● Tujuan Tugas
Salin lagi seluruh tulisan tentang olahraga dan kesehatan di bawah ini, sama persis huruf demi huruf tanpa diubah sedikit pun.

● Teks Pilihan
_ _ _

"Men sana in corpore sano", sebuah istilah yang sangat popular di kalangan generasi Baby Boomer dan generasi X. Bermakna bahwa, di dalam tubuh yang sehat terdapat jiwa yang kuat, merupakan budaya yang sangat melekat di masyarakat kala itu. Dicetuskan seorang penyair abad ke-2 Masehi, Decimus Iunius Juvenalis, dalam karyanya Satire X. Sehingga akan diperoleh kesehatan jiwa atau psikologi yang lebih baik dengan olah tubuh yang teratur serta meningkatkan daya tahan tubuh (imunitas). Selain mampu memicu terlepasnya hormon endorfin yang membantu meningkatkan emosi positif (gembira) serta hormon leptin yang mampu merangsang meningkatnya pola metabolisme badan dengan pola makan dan asupan energi yang meningkat.
Sahabat saya, Rusdi Saleh, sangat menjiwai hal ini bahkan memulainya sejak awal memulai masuk dunia kerja 22 tahun yang lalu. Dia sangat percaya bahwa olah raga juga merupakan sebuah sarana investasi masa depan, asset masa depan yang sangat berharga di usia tua. Investasi yang akan bisa membantu menghindarkan kita dari kunjungan rutin ke rumah sakit ketika sudah berusia lanjut. Olah raga rutin yang dimulai lebih awal layaknya investasi sebuah tabungan, tidak perduli jumlahnya karena lebih mengutamakan konsistensi dan disiplin untuk tujuan jangka panjangnya, kesehatan yang lebih baik di masa depan.

_ _ _

● Data Masukan
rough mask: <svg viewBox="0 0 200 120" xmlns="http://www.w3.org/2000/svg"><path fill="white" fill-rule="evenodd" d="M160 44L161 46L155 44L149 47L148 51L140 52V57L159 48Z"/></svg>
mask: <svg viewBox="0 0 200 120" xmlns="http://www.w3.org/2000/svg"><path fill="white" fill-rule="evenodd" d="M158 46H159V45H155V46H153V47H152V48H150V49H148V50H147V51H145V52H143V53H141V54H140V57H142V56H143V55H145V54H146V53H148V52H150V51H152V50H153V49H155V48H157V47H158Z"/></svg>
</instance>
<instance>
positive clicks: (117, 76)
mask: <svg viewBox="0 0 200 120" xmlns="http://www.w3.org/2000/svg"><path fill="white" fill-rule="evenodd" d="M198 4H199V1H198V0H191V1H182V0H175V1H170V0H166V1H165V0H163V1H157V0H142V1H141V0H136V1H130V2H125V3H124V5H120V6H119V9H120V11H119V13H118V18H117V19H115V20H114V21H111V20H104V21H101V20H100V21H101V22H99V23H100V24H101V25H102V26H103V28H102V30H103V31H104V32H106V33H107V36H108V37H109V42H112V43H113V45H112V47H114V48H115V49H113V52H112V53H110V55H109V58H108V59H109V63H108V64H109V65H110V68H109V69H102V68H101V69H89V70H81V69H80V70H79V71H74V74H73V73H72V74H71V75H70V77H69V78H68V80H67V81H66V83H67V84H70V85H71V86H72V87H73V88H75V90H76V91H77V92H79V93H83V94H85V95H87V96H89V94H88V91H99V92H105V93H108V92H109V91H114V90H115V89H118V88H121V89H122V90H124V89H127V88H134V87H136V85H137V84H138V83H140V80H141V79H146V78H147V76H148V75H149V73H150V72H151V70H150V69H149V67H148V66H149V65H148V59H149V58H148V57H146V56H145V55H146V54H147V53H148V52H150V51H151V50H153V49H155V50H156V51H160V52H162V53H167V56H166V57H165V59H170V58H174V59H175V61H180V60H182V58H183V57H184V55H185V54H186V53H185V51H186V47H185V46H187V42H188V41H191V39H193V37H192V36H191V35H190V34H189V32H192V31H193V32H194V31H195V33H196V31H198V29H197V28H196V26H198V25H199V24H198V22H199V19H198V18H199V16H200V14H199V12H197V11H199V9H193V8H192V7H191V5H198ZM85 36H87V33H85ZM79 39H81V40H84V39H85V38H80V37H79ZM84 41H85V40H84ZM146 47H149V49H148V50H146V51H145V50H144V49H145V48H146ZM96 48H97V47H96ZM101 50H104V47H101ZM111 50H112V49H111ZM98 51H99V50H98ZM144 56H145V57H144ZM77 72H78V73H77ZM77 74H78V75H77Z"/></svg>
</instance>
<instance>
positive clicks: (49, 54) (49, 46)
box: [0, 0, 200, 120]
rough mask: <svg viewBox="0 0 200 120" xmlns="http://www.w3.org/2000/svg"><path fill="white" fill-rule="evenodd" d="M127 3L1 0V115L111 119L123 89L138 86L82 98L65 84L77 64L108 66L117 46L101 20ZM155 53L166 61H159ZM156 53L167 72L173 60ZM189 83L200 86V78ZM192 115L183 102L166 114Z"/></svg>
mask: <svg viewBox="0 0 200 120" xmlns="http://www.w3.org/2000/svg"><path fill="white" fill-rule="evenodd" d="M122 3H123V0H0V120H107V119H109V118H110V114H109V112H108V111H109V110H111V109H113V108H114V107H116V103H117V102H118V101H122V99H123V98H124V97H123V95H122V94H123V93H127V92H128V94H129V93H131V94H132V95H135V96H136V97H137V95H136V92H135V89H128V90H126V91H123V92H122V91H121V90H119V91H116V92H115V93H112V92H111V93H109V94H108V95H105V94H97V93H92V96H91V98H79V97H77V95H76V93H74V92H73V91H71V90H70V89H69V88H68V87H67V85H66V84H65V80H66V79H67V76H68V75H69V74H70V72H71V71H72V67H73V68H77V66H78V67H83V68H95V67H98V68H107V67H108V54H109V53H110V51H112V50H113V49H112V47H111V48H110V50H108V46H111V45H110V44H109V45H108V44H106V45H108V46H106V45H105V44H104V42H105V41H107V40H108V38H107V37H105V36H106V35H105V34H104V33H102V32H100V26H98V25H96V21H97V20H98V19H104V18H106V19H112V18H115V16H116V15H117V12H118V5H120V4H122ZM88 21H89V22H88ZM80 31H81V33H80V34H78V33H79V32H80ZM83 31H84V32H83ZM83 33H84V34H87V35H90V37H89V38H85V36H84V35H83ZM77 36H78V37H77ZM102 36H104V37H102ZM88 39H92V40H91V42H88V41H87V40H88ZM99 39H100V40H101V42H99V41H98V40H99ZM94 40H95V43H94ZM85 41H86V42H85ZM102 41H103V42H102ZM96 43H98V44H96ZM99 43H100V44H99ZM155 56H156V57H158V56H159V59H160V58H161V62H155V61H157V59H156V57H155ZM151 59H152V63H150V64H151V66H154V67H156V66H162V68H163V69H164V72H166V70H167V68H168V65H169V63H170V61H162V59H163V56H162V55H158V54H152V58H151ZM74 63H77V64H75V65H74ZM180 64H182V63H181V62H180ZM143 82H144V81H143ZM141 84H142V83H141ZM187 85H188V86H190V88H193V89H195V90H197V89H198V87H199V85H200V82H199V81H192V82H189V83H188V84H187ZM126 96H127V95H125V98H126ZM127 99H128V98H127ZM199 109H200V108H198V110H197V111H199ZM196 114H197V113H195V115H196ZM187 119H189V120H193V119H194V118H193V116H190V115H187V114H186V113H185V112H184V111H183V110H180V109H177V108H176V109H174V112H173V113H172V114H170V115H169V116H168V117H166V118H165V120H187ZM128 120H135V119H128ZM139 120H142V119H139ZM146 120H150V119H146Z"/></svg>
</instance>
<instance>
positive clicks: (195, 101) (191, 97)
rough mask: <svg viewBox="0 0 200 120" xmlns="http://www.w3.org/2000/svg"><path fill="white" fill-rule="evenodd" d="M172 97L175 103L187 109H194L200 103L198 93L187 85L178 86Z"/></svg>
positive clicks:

_ _ _

● Jawaban
"Men sana in corpore sano", sebuah istilah yang sangat popular di kalangan generasi Baby Boomer dan generasi X. Bermakna bahwa, di dalam tubuh yang sehat terdapat jiwa yang kuat, merupakan budaya yang sangat melekat di masyarakat kala itu. Dicetuskan seorang penyair abad ke-2 Masehi, Decimus Iunius Juvenalis, dalam karyanya Satire X. Sehingga akan diperoleh kesehatan jiwa atau psikologi yang lebih baik dengan olah tubuh yang teratur serta meningkatkan daya tahan tubuh (imunitas). Selain mampu memicu terlepasnya hormon endorfin yang membantu meningkatkan emosi positif (gembira) serta hormon leptin yang mampu merangsang meningkatnya pola metabolisme badan dengan pola makan dan asupan energi yang meningkat.
Sahabat saya, Rusdi Saleh, sangat menjiwai hal ini bahkan memulainya sejak awal memulai masuk dunia kerja 22 tahun yang lalu. Dia sangat percaya bahwa olah raga juga merupakan sebuah sarana investasi masa depan, asset masa depan yang sangat berharga di usia tua. Investasi yang akan bisa membantu menghindarkan kita dari kunjungan rutin ke rumah sakit ketika sudah berusia lanjut. Olah raga rutin yang dimulai lebih awal layaknya investasi sebuah tabungan, tidak perduli jumlahnya karena lebih mengutamakan konsistensi dan disiplin untuk tujuan jangka panjangnya, kesehatan yang lebih baik di masa depan.